● What you need to do: Please change "laid out like this sample" to "formatted like this sample" throughout the entries below, and keep every other part of them the same.

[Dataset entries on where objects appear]
-=-=-

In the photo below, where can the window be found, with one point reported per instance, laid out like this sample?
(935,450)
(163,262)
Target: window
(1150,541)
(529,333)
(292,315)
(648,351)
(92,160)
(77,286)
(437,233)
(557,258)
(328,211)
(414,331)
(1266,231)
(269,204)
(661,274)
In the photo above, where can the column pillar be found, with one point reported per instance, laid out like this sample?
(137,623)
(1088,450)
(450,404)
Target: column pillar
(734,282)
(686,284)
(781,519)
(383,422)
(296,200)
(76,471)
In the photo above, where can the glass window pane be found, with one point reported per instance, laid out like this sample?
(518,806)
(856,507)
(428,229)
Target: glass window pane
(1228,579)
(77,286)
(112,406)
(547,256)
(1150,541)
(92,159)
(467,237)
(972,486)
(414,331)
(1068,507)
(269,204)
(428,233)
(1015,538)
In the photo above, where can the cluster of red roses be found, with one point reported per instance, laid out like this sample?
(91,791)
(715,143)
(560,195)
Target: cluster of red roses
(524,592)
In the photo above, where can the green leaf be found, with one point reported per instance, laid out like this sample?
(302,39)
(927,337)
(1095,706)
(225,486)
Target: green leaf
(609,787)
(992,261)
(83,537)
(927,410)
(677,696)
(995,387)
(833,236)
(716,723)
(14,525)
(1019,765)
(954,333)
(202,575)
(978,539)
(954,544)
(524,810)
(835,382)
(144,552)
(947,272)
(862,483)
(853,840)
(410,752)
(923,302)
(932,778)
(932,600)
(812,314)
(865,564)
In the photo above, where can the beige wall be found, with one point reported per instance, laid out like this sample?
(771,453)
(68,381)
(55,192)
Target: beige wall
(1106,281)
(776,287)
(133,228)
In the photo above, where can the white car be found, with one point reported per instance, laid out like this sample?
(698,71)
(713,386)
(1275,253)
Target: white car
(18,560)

-=-=-

● Exercise answer:
In the photo below, where can the window be found, with one point reported per instance, formatted like this sample?
(935,450)
(163,262)
Target: window
(1150,541)
(529,333)
(292,315)
(648,351)
(92,160)
(77,286)
(437,233)
(557,258)
(328,211)
(414,331)
(1266,231)
(269,204)
(661,274)
In the photo above, where can the column pillar be found, with one point reported per instance, formatted like this sample?
(137,623)
(1088,450)
(450,404)
Target: column pillar
(734,282)
(686,284)
(781,519)
(383,422)
(296,200)
(76,471)
In the photo above, where can the glass window pane be found, with one point reported per instance, formatted like this sample?
(518,806)
(856,507)
(428,229)
Target: glass window pane
(1228,579)
(77,286)
(112,406)
(547,256)
(1150,541)
(92,159)
(467,237)
(972,486)
(414,331)
(1068,507)
(269,204)
(428,233)
(1015,538)
In the photo above, where can the cluster of red roses be found, with one point reported per instance, formatted like this sample?
(91,791)
(715,143)
(560,195)
Target: cluster of red roses
(524,592)
In the photo above, where can the green leaf be found, with one point reported per instance, formatted like this sample?
(302,39)
(927,337)
(1095,706)
(225,486)
Target: green leaf
(609,787)
(992,261)
(83,537)
(927,410)
(677,696)
(995,387)
(833,236)
(716,723)
(14,525)
(1019,765)
(954,333)
(202,575)
(978,539)
(954,544)
(524,810)
(835,382)
(144,552)
(947,272)
(862,483)
(853,840)
(410,752)
(923,302)
(932,778)
(932,600)
(812,314)
(865,564)
In the photo above, where can the beige wall be found, with one point reported per instance, formatted like this sample?
(771,453)
(68,381)
(55,192)
Target: beige wall
(1106,281)
(776,287)
(133,228)
In the photo above, where can the white car be found, with one point reported per instance, formatted like this sample?
(698,71)
(713,386)
(1275,253)
Target: white car
(18,560)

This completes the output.